Work required
Collect each line in the listing below that contains the word "floor", treating uppercase and lowercase as different.

Data in this exercise
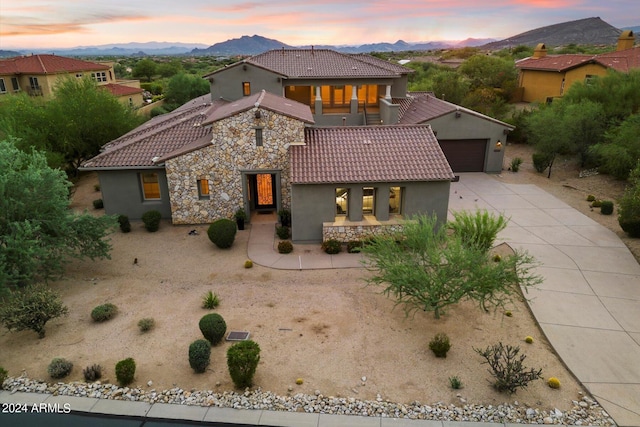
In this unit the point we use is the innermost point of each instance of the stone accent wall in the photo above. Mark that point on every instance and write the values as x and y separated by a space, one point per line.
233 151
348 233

--

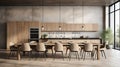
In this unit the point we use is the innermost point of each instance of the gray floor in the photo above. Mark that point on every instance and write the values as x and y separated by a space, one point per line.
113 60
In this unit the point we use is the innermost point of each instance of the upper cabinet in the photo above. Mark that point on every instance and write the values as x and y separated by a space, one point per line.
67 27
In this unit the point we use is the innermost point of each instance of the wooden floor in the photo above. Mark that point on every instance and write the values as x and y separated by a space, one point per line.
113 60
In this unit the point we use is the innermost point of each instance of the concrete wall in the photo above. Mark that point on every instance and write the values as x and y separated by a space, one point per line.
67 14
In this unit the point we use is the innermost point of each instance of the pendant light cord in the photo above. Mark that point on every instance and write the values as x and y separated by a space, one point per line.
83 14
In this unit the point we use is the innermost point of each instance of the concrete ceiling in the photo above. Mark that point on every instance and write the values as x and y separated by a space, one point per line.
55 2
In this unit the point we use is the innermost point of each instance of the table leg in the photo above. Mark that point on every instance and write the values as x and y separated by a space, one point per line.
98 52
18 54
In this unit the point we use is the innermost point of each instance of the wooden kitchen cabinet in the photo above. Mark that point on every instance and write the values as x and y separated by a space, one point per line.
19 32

Written solution
In this unit the point we use is the innermost point of each instance of the gray floor in the photo above. Mark that point on every instance and write the values as x and y separated by a space, one point per line.
In this unit the point we use is the innermost point of each instance of the wooden floor in the photo above. Mark that point on every instance and write the values as x and y separated by a space, one point per line.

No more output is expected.